** START OF INPUT FOR THIS TASK **
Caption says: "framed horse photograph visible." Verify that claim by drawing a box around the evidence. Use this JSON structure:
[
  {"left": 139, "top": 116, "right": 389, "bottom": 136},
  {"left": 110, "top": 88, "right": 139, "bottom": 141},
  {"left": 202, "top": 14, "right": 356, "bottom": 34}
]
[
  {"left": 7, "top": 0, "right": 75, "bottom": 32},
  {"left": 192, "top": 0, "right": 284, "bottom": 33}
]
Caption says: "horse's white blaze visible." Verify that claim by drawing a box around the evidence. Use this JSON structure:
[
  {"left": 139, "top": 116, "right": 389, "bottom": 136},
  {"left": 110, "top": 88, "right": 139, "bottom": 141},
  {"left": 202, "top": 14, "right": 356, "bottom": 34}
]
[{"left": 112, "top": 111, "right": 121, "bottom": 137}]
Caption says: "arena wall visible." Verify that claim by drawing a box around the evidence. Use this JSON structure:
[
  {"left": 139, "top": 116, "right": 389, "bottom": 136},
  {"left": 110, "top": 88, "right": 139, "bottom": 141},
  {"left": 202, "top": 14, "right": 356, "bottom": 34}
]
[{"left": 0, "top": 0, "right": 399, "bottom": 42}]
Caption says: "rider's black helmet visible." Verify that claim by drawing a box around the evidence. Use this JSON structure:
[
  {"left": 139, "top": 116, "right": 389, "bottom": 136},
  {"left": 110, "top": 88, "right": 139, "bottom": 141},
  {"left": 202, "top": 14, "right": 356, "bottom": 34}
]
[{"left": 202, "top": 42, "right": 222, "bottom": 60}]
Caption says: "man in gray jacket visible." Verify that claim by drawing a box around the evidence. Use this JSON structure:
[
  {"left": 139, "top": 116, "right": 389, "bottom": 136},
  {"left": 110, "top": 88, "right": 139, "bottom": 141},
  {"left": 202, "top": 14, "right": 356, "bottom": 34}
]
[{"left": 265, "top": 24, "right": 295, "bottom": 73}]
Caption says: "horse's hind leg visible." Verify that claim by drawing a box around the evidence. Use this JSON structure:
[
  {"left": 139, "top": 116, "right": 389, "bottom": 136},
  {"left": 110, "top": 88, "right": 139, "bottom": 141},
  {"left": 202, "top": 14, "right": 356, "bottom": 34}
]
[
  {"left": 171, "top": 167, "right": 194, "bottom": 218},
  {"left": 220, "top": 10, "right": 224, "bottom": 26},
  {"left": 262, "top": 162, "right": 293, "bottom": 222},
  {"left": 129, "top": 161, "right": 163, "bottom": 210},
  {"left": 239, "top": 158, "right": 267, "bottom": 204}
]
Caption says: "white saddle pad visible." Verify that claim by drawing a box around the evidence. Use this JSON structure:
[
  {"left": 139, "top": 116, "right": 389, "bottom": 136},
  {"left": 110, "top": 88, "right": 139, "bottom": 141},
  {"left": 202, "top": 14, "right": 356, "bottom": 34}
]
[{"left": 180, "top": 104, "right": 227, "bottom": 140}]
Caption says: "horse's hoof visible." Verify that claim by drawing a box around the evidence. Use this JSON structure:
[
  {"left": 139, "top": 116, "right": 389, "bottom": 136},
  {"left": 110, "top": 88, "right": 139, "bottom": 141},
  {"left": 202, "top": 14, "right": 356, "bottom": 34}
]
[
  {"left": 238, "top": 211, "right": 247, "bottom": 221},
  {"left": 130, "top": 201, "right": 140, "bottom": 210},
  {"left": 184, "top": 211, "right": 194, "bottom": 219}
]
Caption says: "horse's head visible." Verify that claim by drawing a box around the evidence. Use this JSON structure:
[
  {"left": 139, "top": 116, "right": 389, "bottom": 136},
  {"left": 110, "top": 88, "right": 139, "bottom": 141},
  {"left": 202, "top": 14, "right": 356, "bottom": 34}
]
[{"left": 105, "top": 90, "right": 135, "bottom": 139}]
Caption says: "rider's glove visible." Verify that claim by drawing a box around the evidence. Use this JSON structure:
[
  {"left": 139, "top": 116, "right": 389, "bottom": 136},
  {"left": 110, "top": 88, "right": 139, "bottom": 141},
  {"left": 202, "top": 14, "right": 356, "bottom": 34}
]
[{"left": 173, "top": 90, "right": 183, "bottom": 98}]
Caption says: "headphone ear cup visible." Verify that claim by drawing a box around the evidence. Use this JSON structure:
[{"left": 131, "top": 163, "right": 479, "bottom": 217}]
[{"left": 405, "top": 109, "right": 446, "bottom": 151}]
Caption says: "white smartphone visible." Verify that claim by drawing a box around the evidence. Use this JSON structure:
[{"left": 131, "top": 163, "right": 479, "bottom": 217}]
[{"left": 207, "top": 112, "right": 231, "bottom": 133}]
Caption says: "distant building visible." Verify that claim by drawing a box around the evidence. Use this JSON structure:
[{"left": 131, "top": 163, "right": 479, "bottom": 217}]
** END OF INPUT FOR THIS TASK **
GIVEN EXERCISE: State how many lines of the listing above contain the word "rider". Reply with the number alone.

CORRECT OUTPUT: 2